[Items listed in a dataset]

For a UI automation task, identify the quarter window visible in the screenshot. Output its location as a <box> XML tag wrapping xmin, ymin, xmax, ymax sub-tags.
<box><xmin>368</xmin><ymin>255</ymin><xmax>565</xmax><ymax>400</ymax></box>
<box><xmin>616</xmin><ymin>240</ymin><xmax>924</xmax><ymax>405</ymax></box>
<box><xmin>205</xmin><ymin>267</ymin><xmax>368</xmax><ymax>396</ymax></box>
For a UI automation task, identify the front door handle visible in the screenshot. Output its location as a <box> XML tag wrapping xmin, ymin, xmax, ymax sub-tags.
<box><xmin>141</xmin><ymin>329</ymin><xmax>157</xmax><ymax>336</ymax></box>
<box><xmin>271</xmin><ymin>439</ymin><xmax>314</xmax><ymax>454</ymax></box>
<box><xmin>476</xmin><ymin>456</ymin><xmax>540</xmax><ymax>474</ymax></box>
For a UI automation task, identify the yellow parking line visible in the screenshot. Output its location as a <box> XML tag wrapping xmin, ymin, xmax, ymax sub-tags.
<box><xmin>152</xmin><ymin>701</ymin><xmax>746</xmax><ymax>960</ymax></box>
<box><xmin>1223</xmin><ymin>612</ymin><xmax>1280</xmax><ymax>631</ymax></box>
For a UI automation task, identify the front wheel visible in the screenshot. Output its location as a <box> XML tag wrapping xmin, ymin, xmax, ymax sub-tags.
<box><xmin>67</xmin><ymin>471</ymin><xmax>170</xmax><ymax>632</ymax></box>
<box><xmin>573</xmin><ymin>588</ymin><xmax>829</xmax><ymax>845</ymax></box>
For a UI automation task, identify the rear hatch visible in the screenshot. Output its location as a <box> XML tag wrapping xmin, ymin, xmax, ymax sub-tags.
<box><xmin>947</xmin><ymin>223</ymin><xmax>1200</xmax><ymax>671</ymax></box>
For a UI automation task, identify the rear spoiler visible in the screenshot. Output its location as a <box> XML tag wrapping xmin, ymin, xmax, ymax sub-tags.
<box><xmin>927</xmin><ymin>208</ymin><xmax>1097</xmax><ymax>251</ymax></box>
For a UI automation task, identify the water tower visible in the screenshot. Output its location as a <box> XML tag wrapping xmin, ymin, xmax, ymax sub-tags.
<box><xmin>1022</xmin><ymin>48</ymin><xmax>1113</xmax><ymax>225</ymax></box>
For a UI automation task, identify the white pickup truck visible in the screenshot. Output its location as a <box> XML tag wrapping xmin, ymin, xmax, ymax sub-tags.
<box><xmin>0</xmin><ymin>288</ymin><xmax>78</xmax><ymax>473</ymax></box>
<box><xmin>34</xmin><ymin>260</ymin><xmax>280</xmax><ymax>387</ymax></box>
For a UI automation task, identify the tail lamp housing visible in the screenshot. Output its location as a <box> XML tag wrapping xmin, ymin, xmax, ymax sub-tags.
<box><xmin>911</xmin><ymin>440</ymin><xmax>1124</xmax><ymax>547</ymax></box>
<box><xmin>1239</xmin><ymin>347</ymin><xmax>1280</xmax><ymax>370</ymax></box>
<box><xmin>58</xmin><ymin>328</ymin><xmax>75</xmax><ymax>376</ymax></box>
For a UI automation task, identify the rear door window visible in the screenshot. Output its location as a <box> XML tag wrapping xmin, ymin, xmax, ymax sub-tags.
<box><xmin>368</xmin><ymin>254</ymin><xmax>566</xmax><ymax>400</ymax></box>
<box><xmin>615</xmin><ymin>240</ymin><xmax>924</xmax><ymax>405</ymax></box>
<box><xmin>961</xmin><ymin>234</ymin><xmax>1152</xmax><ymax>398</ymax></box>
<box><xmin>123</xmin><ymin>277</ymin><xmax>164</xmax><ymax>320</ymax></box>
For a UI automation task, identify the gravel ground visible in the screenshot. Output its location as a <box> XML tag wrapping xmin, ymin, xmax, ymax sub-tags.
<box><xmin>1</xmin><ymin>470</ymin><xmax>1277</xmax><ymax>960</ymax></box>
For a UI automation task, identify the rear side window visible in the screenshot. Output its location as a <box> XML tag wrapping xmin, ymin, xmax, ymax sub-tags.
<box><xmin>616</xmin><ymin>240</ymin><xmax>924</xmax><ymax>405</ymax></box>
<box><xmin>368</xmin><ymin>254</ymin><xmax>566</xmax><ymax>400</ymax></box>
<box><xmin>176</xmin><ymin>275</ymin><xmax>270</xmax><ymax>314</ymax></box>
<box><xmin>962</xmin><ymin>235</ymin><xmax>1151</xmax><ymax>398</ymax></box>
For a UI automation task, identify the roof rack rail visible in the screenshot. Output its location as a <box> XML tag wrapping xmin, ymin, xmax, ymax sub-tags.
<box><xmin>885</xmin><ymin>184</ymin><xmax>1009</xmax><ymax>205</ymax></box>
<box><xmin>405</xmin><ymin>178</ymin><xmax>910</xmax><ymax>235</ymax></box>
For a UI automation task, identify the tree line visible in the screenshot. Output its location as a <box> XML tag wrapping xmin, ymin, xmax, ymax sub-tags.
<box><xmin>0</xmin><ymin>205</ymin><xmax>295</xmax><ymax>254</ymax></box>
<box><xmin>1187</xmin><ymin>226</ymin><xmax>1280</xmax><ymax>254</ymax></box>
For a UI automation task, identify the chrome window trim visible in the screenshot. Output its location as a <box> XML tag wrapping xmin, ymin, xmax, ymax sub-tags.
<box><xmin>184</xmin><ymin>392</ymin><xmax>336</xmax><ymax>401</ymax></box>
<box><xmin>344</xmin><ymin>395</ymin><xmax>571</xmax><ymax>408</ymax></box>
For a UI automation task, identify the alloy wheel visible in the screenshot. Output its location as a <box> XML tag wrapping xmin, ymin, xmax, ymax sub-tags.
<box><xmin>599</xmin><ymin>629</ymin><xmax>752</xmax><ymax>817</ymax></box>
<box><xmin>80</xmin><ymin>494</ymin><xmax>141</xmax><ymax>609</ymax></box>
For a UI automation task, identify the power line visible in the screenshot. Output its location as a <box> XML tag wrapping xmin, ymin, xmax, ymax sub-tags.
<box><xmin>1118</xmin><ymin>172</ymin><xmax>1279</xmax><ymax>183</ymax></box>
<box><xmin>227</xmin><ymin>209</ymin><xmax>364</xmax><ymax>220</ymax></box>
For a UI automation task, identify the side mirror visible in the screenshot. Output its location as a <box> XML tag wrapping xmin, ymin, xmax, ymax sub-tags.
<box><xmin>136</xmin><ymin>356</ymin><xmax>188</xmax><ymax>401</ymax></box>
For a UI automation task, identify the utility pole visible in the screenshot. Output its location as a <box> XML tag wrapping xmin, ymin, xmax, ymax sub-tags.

* DESCRIPTION OF THE TASK *
Word for word, give the records again.

* EXERCISE SOLUTION *
For a UI automation task, identify the quarter window visible in the screenshot. Output its location as a <box> XML tag wrapping xmin, ymin, xmax, ymax sub-tags.
<box><xmin>368</xmin><ymin>255</ymin><xmax>565</xmax><ymax>400</ymax></box>
<box><xmin>616</xmin><ymin>240</ymin><xmax>924</xmax><ymax>405</ymax></box>
<box><xmin>205</xmin><ymin>267</ymin><xmax>368</xmax><ymax>396</ymax></box>
For a UI automation task, identify the front door handle visible in the screenshot. Output its location as a <box> XML tag wrapping xmin, ymin, xmax, ymax sub-tags.
<box><xmin>141</xmin><ymin>329</ymin><xmax>157</xmax><ymax>336</ymax></box>
<box><xmin>271</xmin><ymin>439</ymin><xmax>314</xmax><ymax>454</ymax></box>
<box><xmin>476</xmin><ymin>456</ymin><xmax>540</xmax><ymax>474</ymax></box>
For a UI automation task, identify the yellow parking line visible in the screenshot. Output its location as a <box> XML tag wrapping xmin, ymin, xmax, ymax sub-tags.
<box><xmin>152</xmin><ymin>701</ymin><xmax>746</xmax><ymax>960</ymax></box>
<box><xmin>1223</xmin><ymin>612</ymin><xmax>1280</xmax><ymax>631</ymax></box>
For a UI automation task, identify the front wheel visible in the screenshot. Output its location as a <box> XML tag wrapping xmin, ymin, xmax, ymax sub-tags.
<box><xmin>67</xmin><ymin>471</ymin><xmax>170</xmax><ymax>632</ymax></box>
<box><xmin>573</xmin><ymin>588</ymin><xmax>829</xmax><ymax>845</ymax></box>
For a UI automation task, identify the rear hatch visible in the screenshot. Output its location as a <box> XML tag wrapping xmin, ymin, xmax, ymax sub-tags.
<box><xmin>947</xmin><ymin>223</ymin><xmax>1200</xmax><ymax>671</ymax></box>
For a UI automation task, identify the rear spoiler visible in the screenshot. Output its location as a <box> XML tag wrapping xmin, ymin, xmax, ymax sub-tags.
<box><xmin>927</xmin><ymin>208</ymin><xmax>1097</xmax><ymax>251</ymax></box>
For a UI automation task, identify the water tower visible in the screenshot. Output its location as a <box> XML tag wrapping xmin, ymin, xmax, ymax sub-tags.
<box><xmin>1022</xmin><ymin>48</ymin><xmax>1113</xmax><ymax>225</ymax></box>
For a UI automation task, identify the white pickup truck visible in the screenshot. Output its location as a <box> XML tag wrapping xmin, ymin, xmax, ymax sub-tags.
<box><xmin>0</xmin><ymin>288</ymin><xmax>78</xmax><ymax>473</ymax></box>
<box><xmin>34</xmin><ymin>260</ymin><xmax>280</xmax><ymax>387</ymax></box>
For a UI automation task, identify the tail lamp housing visible in the screenshot. Output its location as a <box> XML tag wrapping xmin, ymin, xmax, ymax sub-tags.
<box><xmin>911</xmin><ymin>440</ymin><xmax>1124</xmax><ymax>547</ymax></box>
<box><xmin>1239</xmin><ymin>347</ymin><xmax>1280</xmax><ymax>370</ymax></box>
<box><xmin>58</xmin><ymin>328</ymin><xmax>75</xmax><ymax>376</ymax></box>
For a UI automation task, identify the rear door window visible in the screenshot. Output its location as a <box> XML tag wrapping xmin, ymin, xmax, ymax sub-tags.
<box><xmin>368</xmin><ymin>254</ymin><xmax>566</xmax><ymax>400</ymax></box>
<box><xmin>615</xmin><ymin>240</ymin><xmax>924</xmax><ymax>405</ymax></box>
<box><xmin>961</xmin><ymin>234</ymin><xmax>1152</xmax><ymax>398</ymax></box>
<box><xmin>123</xmin><ymin>277</ymin><xmax>164</xmax><ymax>320</ymax></box>
For a UI automation task, identify the gravel ground visible in the screenshot. Output its location as a <box> XML tag wrapping xmin, ymin, xmax, ymax sub-tags.
<box><xmin>1</xmin><ymin>470</ymin><xmax>1277</xmax><ymax>960</ymax></box>
For a UI automation task, identify the rear side window visible in the screenshot. Output its location as a <box> XML tag wrapping xmin, ymin, xmax, ymax sub-tags.
<box><xmin>616</xmin><ymin>240</ymin><xmax>924</xmax><ymax>405</ymax></box>
<box><xmin>368</xmin><ymin>254</ymin><xmax>566</xmax><ymax>400</ymax></box>
<box><xmin>176</xmin><ymin>275</ymin><xmax>270</xmax><ymax>314</ymax></box>
<box><xmin>962</xmin><ymin>235</ymin><xmax>1151</xmax><ymax>398</ymax></box>
For a UI automation task, identify the roof rack rail visible in the screenshot. Output its location as a <box> XML tag wrapping xmin, ymin, xmax, ymax sub-tags.
<box><xmin>885</xmin><ymin>184</ymin><xmax>1009</xmax><ymax>205</ymax></box>
<box><xmin>405</xmin><ymin>178</ymin><xmax>910</xmax><ymax>235</ymax></box>
For a UI automation task, identify the tree line visible in the screenshot. Output its location as a <box> XML tag wrapping xmin, ymin, xmax, ymax sub-tags.
<box><xmin>0</xmin><ymin>205</ymin><xmax>295</xmax><ymax>254</ymax></box>
<box><xmin>1187</xmin><ymin>226</ymin><xmax>1280</xmax><ymax>254</ymax></box>
For a UI automation task, identify the chrome window trim visible in the screenshot. Output its location as a <box> XML tag wrapping xmin, ymin, xmax, ymax sub-tags.
<box><xmin>184</xmin><ymin>392</ymin><xmax>336</xmax><ymax>401</ymax></box>
<box><xmin>344</xmin><ymin>395</ymin><xmax>571</xmax><ymax>408</ymax></box>
For a UI automation task, identify the alloy wheel visible in the screenshot. Output its location as a <box> XML tag wrapping xmin, ymin, xmax, ymax sub-tags.
<box><xmin>599</xmin><ymin>629</ymin><xmax>752</xmax><ymax>817</ymax></box>
<box><xmin>80</xmin><ymin>494</ymin><xmax>141</xmax><ymax>609</ymax></box>
For a UI automation task, identify the power line visible in the screenshot. Output its location as a <box> XML tag wrapping xmin, ymin, xmax, ymax sub-tags.
<box><xmin>1118</xmin><ymin>172</ymin><xmax>1279</xmax><ymax>183</ymax></box>
<box><xmin>227</xmin><ymin>209</ymin><xmax>364</xmax><ymax>220</ymax></box>
For a UI automation task, identify the side mirror visible in the screenshot. Output its location as a <box> XML tag wrapping xmin, ymin, xmax, ymax sub-tags.
<box><xmin>136</xmin><ymin>356</ymin><xmax>188</xmax><ymax>401</ymax></box>
For a UI automation task, identify the utility pole visible in the screenshot. Output its location as a <box> XML tag wrapping xmin, ymin, xmax, ymax sub-tags.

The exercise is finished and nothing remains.